• [参照本文]:
::::

第58回「趣味は機織」《ハシ坊と学ぼう!⑤》
評価について
本選句欄は、以下のような評価をとっています。
「天」「地」「人」…将来、句集に載せる一句としてキープ。
「並選」…推敲することで「人」以上になる可能性がある句。
「ハシ坊」…ハシ坊くんと一緒に学ぶ。
「並選」…推敲することで「人」以上になる可能性がある句。
「ハシ坊」…ハシ坊くんと一緒に学ぶ。
特に「ハシ坊」の欄では、一句一句にアドバイスを付けております。それらのアドバイスは、初心者から中級者以上まで様々なレベルにわたります。自分の句の評価のみに一喜一憂せず、「ハシ坊」に取り上げられた他者の句の中にこそ、様々な学びがあることを心に留めてください。ここを丁寧に読むことで、学びが十倍になります。
「並選」については、ご自身の力で最後の推敲をしてください。どこかに「人」にランクアップできない理由があります。それを自分の力で見つけ出し、どうすればよいかを考える。それが最も重要な学びです。
安易に添削を求めるだけでは、地力は身につきません。己の頭で考える習慣をつけること。そのためにも「ハシ坊」に掲載される句を我が事として、真摯に読んでいただければと願います。
身にしむや亡母の多趣味を羨まん
北川茜月
夏井いつき先生より
「亡くなった母は多趣味で、好奇心のままに色々と挑戦していました。今はそんな母がつくづくうらやましいです。『亡母(はは)』と読んで下さい」と作者のコメント。
下五「羨みて」ぐらいの柔らかい着地にしたほうが、上五「~や」が効いてきます。
下五「羨みて」ぐらいの柔らかい着地にしたほうが、上五「~や」が効いてきます。


夏ヒールにはモンロー潜んでいる
松りんご
夏井いつき先生より
「子供の頃、夏休みにパートに行く母の黄色いサンダルのヒールが、カツカツと鳴るのがとても女らしくかっこよかったのを思い出しました」と作者のコメント。

::::

• [やること]:
(A) 本文の選句欄で使われている評価を、すべて挙げよ。
(B) 本文のうち、「安易に添削を求めるだけでは、」を含む語句で始まり「しました」と作者のコメント。」で終わる部分を、一字も変えずにそのまま繰り返せ。

あるコレクションの行:
::::

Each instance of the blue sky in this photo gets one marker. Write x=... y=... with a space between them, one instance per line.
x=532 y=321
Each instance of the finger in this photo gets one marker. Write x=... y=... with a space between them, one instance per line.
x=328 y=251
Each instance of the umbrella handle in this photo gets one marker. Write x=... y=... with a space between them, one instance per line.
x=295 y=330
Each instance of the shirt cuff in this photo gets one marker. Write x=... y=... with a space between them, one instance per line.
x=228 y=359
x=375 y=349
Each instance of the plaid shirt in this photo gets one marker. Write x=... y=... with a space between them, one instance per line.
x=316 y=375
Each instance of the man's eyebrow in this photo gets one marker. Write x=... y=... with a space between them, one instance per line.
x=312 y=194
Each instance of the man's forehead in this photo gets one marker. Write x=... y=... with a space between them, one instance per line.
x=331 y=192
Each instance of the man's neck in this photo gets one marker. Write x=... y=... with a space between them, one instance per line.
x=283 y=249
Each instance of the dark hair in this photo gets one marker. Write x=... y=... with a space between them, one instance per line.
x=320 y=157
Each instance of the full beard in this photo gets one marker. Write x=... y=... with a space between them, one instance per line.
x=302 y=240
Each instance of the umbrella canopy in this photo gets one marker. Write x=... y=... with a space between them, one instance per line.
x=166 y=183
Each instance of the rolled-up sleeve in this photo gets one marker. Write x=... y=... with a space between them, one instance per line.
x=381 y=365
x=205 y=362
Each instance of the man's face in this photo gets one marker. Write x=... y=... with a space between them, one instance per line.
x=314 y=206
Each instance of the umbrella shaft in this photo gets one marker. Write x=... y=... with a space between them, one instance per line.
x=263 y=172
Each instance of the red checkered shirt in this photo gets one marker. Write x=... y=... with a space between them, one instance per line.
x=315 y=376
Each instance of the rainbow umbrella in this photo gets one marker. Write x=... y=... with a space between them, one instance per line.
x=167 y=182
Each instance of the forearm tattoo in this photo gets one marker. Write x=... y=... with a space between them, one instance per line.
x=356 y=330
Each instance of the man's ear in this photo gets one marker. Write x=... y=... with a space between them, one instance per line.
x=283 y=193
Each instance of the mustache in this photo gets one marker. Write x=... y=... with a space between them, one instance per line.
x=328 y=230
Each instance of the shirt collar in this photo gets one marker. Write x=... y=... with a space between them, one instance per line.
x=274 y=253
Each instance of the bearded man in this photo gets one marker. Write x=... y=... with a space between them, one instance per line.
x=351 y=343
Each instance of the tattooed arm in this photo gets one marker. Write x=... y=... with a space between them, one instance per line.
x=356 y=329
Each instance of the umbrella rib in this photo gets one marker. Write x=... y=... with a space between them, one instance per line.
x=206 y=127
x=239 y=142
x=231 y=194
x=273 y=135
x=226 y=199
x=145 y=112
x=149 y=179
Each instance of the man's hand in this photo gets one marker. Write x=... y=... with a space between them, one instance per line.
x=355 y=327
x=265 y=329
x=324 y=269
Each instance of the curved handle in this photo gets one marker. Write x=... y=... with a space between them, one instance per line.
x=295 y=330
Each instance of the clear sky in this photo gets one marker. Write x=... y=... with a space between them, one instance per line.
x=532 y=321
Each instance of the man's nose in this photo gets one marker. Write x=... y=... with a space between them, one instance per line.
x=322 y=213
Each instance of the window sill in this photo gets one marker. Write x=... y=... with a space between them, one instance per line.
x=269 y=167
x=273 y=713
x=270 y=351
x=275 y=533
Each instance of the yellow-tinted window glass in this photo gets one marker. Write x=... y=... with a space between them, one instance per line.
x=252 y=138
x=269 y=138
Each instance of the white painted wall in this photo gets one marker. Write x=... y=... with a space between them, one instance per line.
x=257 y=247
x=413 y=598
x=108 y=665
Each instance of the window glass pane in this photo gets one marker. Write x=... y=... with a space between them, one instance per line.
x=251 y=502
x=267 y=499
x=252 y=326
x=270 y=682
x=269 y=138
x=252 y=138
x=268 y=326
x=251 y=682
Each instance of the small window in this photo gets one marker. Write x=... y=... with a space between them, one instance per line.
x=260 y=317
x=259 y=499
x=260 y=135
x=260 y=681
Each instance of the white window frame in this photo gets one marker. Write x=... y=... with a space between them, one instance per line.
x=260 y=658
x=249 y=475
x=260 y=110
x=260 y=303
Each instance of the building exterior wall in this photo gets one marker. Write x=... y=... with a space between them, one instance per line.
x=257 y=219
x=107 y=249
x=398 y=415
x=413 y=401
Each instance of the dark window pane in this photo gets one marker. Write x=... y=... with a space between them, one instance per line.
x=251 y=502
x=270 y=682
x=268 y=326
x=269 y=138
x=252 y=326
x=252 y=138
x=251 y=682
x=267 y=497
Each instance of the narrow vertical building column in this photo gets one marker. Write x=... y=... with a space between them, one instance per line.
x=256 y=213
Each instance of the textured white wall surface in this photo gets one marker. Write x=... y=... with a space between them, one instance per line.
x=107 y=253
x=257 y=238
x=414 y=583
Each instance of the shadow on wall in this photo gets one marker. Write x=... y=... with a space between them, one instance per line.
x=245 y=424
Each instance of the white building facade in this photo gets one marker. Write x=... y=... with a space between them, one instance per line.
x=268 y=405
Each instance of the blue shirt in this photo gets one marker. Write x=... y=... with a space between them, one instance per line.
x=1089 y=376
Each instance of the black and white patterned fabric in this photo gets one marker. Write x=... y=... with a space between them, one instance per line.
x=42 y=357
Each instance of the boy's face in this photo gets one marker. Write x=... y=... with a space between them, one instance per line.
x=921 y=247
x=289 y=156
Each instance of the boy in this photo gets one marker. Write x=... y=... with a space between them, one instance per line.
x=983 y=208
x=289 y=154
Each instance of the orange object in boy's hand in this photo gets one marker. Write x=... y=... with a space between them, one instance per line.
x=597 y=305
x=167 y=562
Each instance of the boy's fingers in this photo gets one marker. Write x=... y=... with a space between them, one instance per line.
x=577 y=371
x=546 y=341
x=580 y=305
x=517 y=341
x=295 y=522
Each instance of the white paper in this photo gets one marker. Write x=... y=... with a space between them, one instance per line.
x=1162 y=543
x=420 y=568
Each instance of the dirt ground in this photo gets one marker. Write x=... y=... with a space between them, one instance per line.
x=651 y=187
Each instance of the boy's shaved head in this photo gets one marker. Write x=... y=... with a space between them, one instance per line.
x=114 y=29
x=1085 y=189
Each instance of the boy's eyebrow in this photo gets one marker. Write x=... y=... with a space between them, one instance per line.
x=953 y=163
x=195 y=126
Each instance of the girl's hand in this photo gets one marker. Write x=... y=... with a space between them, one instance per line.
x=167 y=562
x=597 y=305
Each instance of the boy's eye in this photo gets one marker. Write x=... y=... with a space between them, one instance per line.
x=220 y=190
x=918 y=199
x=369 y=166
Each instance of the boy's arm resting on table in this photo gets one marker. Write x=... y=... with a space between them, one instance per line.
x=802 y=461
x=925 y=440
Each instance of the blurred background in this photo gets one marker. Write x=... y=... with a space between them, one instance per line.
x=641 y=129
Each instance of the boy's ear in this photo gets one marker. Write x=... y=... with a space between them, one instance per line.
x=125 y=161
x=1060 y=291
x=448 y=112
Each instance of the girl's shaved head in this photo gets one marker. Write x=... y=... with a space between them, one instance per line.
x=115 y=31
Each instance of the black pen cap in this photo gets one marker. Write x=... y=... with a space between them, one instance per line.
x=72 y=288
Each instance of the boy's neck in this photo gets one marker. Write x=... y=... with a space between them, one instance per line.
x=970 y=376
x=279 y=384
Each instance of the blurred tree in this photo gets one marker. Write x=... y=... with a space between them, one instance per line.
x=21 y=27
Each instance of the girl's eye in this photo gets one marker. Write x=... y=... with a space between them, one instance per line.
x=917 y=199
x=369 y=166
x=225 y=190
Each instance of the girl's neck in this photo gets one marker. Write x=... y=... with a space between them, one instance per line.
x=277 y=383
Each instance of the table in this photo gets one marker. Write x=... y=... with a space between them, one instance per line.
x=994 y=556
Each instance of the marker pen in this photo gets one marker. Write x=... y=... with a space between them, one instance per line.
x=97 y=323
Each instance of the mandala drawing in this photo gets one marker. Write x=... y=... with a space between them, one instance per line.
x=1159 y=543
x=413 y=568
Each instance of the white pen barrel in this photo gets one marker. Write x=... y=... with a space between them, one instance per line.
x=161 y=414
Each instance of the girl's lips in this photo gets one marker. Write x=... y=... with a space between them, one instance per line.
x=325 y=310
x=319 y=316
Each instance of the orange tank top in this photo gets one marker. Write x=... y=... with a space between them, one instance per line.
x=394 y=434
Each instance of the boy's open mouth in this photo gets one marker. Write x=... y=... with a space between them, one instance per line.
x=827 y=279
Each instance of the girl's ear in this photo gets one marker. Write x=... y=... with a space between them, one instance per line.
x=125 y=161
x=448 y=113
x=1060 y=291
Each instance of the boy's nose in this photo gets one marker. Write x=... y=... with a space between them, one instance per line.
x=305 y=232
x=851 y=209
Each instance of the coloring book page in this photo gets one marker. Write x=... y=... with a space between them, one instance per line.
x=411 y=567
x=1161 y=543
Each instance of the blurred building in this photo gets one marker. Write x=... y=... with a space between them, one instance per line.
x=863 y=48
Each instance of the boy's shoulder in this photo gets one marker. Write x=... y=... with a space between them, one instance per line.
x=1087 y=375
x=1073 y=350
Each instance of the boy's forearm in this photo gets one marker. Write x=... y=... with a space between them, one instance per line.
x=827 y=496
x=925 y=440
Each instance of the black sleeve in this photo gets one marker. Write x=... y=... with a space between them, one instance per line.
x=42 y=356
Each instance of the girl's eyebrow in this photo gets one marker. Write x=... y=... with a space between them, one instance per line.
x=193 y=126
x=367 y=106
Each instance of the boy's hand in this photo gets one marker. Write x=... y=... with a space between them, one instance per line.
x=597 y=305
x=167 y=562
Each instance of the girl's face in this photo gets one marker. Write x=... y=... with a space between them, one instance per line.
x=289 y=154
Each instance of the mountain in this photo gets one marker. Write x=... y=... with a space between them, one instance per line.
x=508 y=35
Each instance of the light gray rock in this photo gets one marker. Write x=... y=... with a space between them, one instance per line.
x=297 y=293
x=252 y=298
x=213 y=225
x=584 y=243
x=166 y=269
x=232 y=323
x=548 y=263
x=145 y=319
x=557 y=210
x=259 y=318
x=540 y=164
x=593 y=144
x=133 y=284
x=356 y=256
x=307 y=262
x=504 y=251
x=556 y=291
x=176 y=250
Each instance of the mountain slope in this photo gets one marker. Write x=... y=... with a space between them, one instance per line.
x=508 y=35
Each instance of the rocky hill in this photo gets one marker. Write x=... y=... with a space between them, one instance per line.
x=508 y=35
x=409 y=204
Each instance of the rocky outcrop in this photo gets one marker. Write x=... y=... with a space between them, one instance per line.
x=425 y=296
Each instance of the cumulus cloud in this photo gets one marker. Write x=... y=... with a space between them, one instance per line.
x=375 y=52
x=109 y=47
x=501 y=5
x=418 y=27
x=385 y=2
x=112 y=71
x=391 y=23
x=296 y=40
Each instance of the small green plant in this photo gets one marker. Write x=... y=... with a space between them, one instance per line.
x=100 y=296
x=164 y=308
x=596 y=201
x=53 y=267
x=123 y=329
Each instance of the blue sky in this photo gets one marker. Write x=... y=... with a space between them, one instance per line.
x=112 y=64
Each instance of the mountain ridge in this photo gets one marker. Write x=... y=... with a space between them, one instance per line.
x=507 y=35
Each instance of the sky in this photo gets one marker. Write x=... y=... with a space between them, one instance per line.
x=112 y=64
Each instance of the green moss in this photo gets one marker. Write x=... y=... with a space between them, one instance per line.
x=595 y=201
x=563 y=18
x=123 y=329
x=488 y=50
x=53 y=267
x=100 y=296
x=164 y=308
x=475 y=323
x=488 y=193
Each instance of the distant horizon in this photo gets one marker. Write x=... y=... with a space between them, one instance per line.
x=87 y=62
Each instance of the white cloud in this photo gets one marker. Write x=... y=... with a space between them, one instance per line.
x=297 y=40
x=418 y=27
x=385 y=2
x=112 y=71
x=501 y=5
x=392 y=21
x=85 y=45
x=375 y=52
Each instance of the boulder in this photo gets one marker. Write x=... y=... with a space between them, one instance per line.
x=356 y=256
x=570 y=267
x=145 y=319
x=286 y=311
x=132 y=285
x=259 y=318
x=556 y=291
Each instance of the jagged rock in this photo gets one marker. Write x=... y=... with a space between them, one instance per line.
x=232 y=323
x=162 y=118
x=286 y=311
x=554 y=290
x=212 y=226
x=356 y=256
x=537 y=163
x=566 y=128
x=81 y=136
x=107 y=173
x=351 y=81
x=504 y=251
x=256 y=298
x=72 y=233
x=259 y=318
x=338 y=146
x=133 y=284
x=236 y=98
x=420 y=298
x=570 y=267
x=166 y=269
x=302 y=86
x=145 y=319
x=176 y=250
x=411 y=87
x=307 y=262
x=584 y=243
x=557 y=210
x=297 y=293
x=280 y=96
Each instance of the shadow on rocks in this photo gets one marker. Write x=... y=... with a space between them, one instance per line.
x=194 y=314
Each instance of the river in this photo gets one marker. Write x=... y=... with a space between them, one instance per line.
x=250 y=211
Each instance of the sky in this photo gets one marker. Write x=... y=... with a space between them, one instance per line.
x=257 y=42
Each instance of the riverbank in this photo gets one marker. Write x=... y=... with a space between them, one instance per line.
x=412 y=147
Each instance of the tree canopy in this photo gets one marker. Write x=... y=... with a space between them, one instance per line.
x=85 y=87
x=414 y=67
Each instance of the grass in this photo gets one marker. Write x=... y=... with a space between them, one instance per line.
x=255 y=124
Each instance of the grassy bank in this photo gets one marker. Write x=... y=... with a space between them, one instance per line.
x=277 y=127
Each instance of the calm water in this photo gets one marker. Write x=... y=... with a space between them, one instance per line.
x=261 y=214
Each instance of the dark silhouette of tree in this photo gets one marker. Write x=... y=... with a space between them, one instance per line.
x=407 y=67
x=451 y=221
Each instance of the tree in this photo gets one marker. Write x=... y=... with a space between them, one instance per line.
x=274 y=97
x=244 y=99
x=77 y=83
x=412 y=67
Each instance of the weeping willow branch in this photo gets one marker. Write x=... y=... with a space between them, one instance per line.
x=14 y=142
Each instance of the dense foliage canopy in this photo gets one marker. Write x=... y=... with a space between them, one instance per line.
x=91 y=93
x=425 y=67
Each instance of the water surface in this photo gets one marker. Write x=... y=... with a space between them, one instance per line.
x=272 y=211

::::

• [解答]:
(A)
「天」
「地」
「人」
「並選」
「ハシ坊」

(B)
安易に添削を求めるだけでは、地力は身につきません。己の頭で考える習慣をつけること。そのためにも「ハシ坊」に掲載される句を我が事として、真摯に読んでいただければと願います。
身にしむや亡母の多趣味を羨まん
北川茜月
夏井いつき先生より
「亡くなった母は多趣味で、好奇心のままに色々と挑戦していました。今はそんな母がつくづくうらやましいです。『亡母(はは)』と読んで下さい」と作者のコメント。
下五「羨みて」ぐらいの柔らかい着地にしたほうが、上五「~や」が効いてきます。
下五「羨みて」ぐらいの柔らかい着地にしたほうが、上五「~や」が効いてきます。


夏ヒールにはモンロー潜んでいる
松りんご
夏井いつき先生より
「子供の頃、夏休みにパートに行く母の黄色いサンダルのヒールが、カツカツと鳴るのがとても女らしくかっこよかったのを思い出しました」と作者のコメント。